***** Records for the exercise *****

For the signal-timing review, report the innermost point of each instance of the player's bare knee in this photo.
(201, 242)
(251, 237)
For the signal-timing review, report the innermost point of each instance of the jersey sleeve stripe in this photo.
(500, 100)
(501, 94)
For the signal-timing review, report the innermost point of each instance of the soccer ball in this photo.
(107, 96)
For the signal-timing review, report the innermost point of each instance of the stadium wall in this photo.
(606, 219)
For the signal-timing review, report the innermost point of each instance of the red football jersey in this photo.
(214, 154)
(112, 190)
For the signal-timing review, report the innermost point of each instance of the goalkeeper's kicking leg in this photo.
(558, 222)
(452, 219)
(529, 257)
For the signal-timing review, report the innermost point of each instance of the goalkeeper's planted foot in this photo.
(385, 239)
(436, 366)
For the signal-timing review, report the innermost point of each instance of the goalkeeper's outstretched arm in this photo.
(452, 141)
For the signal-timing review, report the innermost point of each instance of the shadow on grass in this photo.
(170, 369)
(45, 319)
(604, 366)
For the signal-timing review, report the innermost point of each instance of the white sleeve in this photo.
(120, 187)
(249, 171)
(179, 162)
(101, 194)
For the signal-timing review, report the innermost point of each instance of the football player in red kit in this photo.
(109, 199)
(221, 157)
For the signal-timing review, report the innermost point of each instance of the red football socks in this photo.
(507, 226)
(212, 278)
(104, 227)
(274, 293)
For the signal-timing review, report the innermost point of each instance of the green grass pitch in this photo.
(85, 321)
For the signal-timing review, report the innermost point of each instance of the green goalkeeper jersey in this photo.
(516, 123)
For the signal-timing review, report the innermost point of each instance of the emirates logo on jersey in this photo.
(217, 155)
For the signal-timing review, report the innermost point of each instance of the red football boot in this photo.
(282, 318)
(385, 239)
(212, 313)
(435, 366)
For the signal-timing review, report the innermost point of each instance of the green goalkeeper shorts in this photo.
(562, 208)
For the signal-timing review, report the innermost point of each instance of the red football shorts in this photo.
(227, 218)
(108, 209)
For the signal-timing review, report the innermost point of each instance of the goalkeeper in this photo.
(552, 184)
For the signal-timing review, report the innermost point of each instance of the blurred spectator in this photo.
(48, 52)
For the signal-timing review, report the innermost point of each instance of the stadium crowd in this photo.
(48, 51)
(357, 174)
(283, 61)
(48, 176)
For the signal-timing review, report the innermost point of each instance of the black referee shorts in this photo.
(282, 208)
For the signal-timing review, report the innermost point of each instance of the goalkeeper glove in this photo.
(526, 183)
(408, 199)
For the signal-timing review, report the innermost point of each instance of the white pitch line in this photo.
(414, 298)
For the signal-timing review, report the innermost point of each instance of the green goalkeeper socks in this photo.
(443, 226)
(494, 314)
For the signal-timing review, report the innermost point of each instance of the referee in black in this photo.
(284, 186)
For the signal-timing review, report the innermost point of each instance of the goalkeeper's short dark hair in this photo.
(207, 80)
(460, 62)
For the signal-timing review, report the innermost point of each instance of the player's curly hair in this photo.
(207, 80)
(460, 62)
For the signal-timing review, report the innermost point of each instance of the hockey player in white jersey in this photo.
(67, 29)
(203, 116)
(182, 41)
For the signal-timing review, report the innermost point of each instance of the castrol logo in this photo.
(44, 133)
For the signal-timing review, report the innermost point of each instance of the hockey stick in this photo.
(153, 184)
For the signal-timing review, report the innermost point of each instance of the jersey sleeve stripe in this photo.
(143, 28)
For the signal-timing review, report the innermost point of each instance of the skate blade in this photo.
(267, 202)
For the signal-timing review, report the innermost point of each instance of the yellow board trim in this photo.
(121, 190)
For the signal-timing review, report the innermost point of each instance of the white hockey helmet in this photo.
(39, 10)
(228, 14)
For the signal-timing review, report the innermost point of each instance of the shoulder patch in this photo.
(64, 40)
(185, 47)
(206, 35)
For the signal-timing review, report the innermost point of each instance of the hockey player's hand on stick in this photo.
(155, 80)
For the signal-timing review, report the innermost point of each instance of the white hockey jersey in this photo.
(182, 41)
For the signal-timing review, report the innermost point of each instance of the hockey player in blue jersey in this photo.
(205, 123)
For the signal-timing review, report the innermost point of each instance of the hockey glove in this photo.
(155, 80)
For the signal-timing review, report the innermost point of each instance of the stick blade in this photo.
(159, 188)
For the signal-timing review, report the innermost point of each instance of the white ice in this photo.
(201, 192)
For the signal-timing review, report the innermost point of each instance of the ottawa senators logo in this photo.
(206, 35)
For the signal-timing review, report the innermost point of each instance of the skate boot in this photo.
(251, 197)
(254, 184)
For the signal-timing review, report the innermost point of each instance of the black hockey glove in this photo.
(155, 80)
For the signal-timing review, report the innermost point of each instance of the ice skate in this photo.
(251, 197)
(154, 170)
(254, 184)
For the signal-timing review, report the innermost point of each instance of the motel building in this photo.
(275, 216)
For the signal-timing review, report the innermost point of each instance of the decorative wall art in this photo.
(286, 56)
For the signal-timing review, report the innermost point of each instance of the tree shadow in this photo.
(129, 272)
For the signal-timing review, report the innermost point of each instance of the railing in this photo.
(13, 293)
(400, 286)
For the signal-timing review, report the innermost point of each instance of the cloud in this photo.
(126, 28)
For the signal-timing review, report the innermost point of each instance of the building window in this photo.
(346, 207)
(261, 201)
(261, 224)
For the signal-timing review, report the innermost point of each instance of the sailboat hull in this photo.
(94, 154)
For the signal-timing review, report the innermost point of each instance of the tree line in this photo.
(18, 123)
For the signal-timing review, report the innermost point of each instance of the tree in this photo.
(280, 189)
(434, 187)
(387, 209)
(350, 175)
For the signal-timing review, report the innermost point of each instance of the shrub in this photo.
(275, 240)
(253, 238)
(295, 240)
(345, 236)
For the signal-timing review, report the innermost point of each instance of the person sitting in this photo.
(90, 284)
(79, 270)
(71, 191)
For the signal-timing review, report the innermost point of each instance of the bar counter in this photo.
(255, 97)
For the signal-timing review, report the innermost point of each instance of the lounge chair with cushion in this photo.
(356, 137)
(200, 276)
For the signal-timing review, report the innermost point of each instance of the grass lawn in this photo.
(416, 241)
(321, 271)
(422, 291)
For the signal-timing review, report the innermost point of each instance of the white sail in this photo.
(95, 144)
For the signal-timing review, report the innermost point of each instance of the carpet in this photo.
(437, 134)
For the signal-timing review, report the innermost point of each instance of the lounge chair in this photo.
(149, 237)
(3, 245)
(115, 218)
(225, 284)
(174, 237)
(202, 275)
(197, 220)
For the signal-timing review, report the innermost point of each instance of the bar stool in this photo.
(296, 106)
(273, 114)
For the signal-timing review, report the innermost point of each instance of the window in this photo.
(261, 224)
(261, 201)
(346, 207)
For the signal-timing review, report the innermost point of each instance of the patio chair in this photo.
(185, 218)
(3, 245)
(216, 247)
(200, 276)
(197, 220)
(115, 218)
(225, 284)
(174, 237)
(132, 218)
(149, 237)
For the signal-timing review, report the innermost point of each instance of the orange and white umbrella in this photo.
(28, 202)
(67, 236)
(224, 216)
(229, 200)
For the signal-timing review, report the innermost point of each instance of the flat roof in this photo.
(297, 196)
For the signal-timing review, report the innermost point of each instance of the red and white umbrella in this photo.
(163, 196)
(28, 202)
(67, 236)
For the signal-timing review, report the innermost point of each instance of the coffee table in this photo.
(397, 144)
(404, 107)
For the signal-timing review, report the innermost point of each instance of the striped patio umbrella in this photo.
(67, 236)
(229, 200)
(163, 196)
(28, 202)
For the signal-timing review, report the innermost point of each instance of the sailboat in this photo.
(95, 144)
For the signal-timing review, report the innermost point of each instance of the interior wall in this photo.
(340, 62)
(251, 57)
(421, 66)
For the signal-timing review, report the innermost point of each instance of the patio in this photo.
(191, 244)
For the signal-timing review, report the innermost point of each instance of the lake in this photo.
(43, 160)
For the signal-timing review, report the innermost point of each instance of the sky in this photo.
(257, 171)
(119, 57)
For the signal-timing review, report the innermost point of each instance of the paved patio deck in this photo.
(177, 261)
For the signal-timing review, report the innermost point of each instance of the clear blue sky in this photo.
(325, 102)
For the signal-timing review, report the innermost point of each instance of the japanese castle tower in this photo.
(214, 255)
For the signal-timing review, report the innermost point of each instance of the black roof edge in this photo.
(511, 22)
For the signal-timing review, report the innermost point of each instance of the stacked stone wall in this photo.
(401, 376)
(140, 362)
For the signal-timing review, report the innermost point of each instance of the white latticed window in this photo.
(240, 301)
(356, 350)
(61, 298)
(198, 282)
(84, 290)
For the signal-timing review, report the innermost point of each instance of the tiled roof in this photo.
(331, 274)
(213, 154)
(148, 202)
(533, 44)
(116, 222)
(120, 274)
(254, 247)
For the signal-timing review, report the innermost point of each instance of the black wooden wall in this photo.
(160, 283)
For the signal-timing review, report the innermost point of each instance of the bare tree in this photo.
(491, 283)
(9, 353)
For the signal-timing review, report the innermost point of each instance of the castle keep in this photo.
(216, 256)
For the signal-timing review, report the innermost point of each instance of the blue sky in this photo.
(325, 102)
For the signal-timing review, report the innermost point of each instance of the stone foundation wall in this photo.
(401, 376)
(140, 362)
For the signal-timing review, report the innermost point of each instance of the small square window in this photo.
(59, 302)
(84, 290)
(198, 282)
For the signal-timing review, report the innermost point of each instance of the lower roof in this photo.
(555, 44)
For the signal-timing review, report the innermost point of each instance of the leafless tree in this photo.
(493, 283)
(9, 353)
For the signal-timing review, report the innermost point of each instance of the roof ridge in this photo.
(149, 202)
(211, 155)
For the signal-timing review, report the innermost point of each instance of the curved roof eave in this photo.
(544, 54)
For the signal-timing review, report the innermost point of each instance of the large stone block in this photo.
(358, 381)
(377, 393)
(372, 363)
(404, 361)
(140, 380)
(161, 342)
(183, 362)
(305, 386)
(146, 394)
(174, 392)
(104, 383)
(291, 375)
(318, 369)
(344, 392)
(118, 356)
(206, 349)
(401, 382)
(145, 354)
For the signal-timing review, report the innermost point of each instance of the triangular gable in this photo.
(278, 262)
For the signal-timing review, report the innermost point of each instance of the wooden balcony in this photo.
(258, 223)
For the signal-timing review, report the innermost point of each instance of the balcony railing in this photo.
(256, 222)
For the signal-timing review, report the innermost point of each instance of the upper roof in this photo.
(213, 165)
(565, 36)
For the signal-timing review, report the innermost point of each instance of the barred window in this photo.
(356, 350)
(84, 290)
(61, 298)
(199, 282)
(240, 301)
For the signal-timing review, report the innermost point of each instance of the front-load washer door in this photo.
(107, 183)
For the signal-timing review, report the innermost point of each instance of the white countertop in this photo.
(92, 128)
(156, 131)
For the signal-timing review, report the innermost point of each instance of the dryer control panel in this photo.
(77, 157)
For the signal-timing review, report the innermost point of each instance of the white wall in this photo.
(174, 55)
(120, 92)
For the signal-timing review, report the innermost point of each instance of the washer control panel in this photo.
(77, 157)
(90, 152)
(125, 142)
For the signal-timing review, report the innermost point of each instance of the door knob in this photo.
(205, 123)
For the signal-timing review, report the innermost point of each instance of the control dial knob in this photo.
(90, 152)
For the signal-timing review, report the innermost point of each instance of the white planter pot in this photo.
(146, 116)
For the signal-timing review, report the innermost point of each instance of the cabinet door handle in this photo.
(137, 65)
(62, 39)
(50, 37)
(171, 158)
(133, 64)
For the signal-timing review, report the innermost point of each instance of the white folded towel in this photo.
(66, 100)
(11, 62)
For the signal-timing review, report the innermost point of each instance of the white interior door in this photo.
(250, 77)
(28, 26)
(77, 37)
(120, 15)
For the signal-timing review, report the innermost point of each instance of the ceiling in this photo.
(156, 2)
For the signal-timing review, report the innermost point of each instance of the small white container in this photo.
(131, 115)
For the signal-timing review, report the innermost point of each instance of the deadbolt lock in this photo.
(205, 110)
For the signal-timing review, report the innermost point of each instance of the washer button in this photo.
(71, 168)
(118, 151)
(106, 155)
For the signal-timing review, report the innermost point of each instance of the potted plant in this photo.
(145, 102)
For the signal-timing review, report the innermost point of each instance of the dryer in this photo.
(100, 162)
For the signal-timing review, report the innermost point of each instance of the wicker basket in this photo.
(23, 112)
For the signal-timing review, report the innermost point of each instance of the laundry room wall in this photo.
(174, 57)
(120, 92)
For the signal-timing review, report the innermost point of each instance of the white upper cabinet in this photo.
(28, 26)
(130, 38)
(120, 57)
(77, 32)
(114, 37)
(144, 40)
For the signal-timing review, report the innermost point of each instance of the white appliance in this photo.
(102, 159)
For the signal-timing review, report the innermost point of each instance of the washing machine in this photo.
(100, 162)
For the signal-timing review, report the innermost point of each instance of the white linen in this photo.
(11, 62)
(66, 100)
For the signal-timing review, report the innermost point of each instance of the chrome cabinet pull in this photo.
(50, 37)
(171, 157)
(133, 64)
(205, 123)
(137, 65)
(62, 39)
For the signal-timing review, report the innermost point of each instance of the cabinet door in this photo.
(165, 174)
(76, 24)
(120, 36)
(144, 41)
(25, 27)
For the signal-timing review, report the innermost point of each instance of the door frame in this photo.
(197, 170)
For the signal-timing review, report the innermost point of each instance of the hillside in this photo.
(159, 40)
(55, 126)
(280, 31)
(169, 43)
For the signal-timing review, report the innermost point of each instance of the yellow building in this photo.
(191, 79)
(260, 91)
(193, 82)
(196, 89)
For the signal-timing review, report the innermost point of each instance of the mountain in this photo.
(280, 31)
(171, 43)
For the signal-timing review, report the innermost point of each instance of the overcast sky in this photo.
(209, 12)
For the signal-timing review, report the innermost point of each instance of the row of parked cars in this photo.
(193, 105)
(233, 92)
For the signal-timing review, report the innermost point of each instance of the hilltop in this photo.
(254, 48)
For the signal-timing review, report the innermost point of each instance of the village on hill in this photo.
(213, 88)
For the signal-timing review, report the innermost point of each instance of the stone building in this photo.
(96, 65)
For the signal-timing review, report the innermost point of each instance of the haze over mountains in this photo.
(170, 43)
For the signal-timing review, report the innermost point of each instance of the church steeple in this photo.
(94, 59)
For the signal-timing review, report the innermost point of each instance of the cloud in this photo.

*****

> _Exercise task_
Reproduce the lines from the one containing "linen in this photo." to the end of the entries, keeping both ends and adding nothing.

> _Answer to the problem_
For the signal-timing review, report the innermost point of each instance of the white linen in this photo.
(11, 62)
(66, 100)
For the signal-timing review, report the innermost point of each instance of the chrome cabinet pull in this photo.
(50, 37)
(171, 157)
(133, 64)
(205, 123)
(137, 65)
(62, 39)
For the signal-timing review, report the innermost point of each instance of the cabinet door in this photo.
(165, 174)
(76, 24)
(120, 36)
(144, 41)
(25, 27)
For the signal-timing review, report the innermost point of each instance of the door frame in this photo.
(197, 170)
For the signal-timing review, report the innermost point of each instance of the hillside in this photo.
(159, 40)
(55, 126)
(280, 31)
(169, 43)
For the signal-timing review, report the innermost point of each instance of the yellow building in this photo.
(191, 79)
(260, 91)
(193, 82)
(196, 89)
For the signal-timing review, report the innermost point of each instance of the mountain in this photo.
(280, 31)
(171, 43)
For the signal-timing review, report the innermost point of each instance of the overcast sky in this photo.
(209, 12)
For the signal-timing review, report the innermost point of each instance of the row of parked cars in this photo.
(193, 105)
(233, 92)
For the signal-timing review, report the innermost point of each instance of the hilltop in this photo.
(254, 48)
For the signal-timing review, report the innermost point of each instance of the village on hill in this photo.
(213, 88)
For the signal-timing review, report the innermost point of each instance of the stone building in this photo.
(96, 65)
For the signal-timing review, report the innermost point of each instance of the haze over mountains in this photo.
(170, 43)
For the signal-timing review, report the innermost point of each instance of the church steeple in this photo.
(94, 59)
For the signal-timing review, report the innermost point of each instance of the cloud in this photo.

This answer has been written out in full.